**SET EXERCISE**
Reproduce the items below, changing every "one element per line" to "each element on its own line" and keeping all other text identical.

**Items from a point labeling set**

------------

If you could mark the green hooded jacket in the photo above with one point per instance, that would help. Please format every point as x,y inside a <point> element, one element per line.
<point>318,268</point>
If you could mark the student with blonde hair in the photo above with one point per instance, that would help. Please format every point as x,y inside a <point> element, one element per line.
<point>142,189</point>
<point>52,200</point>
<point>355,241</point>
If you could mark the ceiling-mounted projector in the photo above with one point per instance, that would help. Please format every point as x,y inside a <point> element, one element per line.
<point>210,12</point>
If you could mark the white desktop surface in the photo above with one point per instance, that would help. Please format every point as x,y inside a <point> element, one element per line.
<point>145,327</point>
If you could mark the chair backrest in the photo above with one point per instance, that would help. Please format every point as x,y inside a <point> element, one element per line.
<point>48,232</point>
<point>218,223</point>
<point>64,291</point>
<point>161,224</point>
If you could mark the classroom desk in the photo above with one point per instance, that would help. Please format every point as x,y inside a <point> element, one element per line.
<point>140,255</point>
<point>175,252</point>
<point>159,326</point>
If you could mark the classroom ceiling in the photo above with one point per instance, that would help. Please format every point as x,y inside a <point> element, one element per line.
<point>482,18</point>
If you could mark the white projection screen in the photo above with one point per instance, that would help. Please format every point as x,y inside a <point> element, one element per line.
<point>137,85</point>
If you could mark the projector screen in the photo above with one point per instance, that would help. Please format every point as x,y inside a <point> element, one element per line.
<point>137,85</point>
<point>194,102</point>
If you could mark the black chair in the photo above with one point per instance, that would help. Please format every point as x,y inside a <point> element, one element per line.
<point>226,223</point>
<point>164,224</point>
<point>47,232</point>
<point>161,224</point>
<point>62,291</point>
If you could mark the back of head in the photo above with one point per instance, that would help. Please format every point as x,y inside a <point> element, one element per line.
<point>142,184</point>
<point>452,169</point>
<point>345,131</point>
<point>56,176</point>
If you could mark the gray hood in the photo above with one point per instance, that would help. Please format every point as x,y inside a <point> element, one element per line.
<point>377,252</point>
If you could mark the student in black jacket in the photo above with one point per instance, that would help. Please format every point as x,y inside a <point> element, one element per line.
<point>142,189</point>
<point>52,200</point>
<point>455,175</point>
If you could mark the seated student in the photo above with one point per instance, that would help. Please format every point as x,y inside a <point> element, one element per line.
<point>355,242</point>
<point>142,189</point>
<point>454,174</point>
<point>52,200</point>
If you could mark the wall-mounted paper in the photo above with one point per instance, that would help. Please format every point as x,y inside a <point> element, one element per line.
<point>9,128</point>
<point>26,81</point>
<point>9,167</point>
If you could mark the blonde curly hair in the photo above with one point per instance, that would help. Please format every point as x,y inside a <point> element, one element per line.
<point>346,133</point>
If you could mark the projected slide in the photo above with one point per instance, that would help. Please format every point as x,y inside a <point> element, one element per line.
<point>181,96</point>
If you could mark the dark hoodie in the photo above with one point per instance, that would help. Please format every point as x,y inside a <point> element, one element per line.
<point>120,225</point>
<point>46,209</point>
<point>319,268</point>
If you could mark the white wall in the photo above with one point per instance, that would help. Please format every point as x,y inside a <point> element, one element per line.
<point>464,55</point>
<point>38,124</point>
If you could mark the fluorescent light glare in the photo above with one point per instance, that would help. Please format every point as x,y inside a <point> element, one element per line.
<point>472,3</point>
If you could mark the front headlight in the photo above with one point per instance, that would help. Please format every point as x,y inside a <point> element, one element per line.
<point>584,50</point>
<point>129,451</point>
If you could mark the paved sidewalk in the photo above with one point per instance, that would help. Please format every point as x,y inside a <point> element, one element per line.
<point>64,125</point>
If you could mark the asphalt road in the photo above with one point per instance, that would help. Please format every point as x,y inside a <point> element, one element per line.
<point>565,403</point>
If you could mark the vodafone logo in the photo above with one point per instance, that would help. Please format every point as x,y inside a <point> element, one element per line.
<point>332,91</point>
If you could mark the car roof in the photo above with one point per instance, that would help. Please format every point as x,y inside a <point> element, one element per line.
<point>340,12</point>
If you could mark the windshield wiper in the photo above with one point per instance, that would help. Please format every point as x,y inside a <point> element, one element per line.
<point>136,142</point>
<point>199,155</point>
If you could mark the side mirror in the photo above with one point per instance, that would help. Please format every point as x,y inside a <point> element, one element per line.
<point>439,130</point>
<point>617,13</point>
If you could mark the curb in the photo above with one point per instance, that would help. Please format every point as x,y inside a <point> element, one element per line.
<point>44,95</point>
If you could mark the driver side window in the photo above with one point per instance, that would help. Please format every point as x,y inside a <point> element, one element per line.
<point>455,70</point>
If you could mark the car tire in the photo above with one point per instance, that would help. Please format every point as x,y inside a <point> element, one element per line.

------------

**OUTPUT**
If you could mark the green hooded jacket in the photo above with one point per instance, that would help. Please format every point as x,y inside a <point> element, each element on its own line.
<point>318,268</point>
If you could mark the student with blonde hair in the photo above with one point per instance, that would help. Please format every point as x,y inside a <point> element, each element on its own line.
<point>142,189</point>
<point>52,200</point>
<point>355,241</point>
If you could mark the ceiling-mounted projector in the photo above with one point per instance, that would help. Please format every point as x,y inside a <point> element, each element on its own line.
<point>210,12</point>
If you could mark the white desktop surface in the photo above with one point per instance, that would help. Please format every point as x,y inside a <point> element, each element on its own line.
<point>145,327</point>
If you could mark the chair backrest in the photo above with one point per instance, that would help. Please format every point as x,y inside a <point> element, each element on its own line.
<point>48,232</point>
<point>218,223</point>
<point>64,291</point>
<point>161,224</point>
If you could mark the classroom desk in the photo above with one point per instance, that would help. Please format every point as x,y inside a <point> element, each element on its own line.
<point>140,255</point>
<point>175,252</point>
<point>159,326</point>
If you could mark the classroom ceiling in the photo above with one point per instance, that would help. Please format every point as x,y inside a <point> element, each element on its own line.
<point>482,18</point>
If you could mark the white projection screen in the photo above with one point per instance, that would help. Please format every point as x,y inside a <point> element, each element on its own line.
<point>137,85</point>
If you could mark the projector screen in the photo above with one point per instance, that would help. Please format every point as x,y inside a <point> element, each element on its own line.
<point>137,85</point>
<point>194,102</point>
If you could mark the black chair in the photo above with one point per instance, that would help. Please format every point as x,y inside a <point> element, each element on its own line.
<point>226,223</point>
<point>164,224</point>
<point>47,232</point>
<point>161,224</point>
<point>62,291</point>
If you could mark the back of head in the photo above with one point per instance, that would help. Please format every point as x,y inside a <point> element, each element on its own line.
<point>142,184</point>
<point>452,169</point>
<point>345,131</point>
<point>56,176</point>
If you could mark the gray hood in the photo above with one point per instance, that would help. Please format every point as x,y inside a <point> element, each element on its own line.
<point>377,252</point>
If you could mark the student in black jacket in the photo above with one point per instance, that would help. Please format every point as x,y inside a <point> element, each element on its own line.
<point>142,189</point>
<point>52,200</point>
<point>455,175</point>
If you could mark the seated student in the photo above with one point per instance, that would help. Please format every point as x,y inside a <point> element, each element on its own line.
<point>355,242</point>
<point>142,189</point>
<point>454,174</point>
<point>52,200</point>
If you could mark the wall-mounted paper in the photo above with one point per instance, that would help. Please format every point as x,y inside a <point> element, each element on its own line.
<point>9,128</point>
<point>26,81</point>
<point>9,167</point>
If you could mark the blonde curly hair in the photo above with one point per instance, that would help. Please format every point as x,y inside a <point> element, each element on its own line.
<point>346,133</point>
If you could mark the projected slide in the photo above with one point per instance, that would help. Please format every point as x,y inside a <point> element, each element on its own line.
<point>181,96</point>
If you could mark the dark hoodie in the photo above with one point per instance, that would help. Please format every point as x,y inside a <point> element, each element on its own line.
<point>120,225</point>
<point>46,209</point>
<point>319,268</point>
If you could mark the white wall in the photo above with one point per instance, that would help. Please format every point as x,y inside a <point> element, each element on its own line.
<point>464,55</point>
<point>38,124</point>
If you could mark the fluorescent light glare in the photo above with one point per instance, that would help. Please format every point as x,y inside a <point> element, each element on its own line.
<point>472,3</point>
If you could mark the front headlight in the photo above with one point per instance, that would help. Please format every point as x,y inside a <point> element, each element on its own line.
<point>584,50</point>
<point>129,451</point>
If you could mark the paved sidewalk in the photo above with one point per instance, that would help. Please format every point as x,y inside a <point> element, each element on its own line.
<point>64,125</point>
If you could mark the asphalt road in the photo above with one point per instance, that would help. Please format every point as x,y inside a <point> element, each element on its own line.
<point>565,403</point>
If you could mark the vodafone logo in the photo above with one point per instance, that would help. Please format every point as x,y inside a <point> element, each element on its own line.
<point>332,91</point>
If you could mark the car roof in the photo above with one point per instance, that would help. Please format every point as x,y inside a <point> element, each element on its own line.
<point>340,12</point>
If you could mark the windshield wiper in the photo above with one point per instance, that would help. Please format every point as x,y inside a <point> element, each element on its own line.
<point>136,142</point>
<point>199,155</point>
If you could mark the side mirror in the photo above with one point per instance, that would help. Please format every point as x,y inside a <point> element, each element on its own line.
<point>439,130</point>
<point>617,13</point>
If you could mark the curb in the photo above with one point per instance, that would help. Please format every point as x,y inside a <point> element, each element on its own line.
<point>44,95</point>
If you could mark the driver side window in the photo above with one point per instance, that would help. Please format every point as x,y inside a <point> element, each element on its own line.
<point>455,70</point>
If you could mark the car tire in the photo above with one point per instance, that would help. Please format every point as x,y inside a <point> element, each element on its own line.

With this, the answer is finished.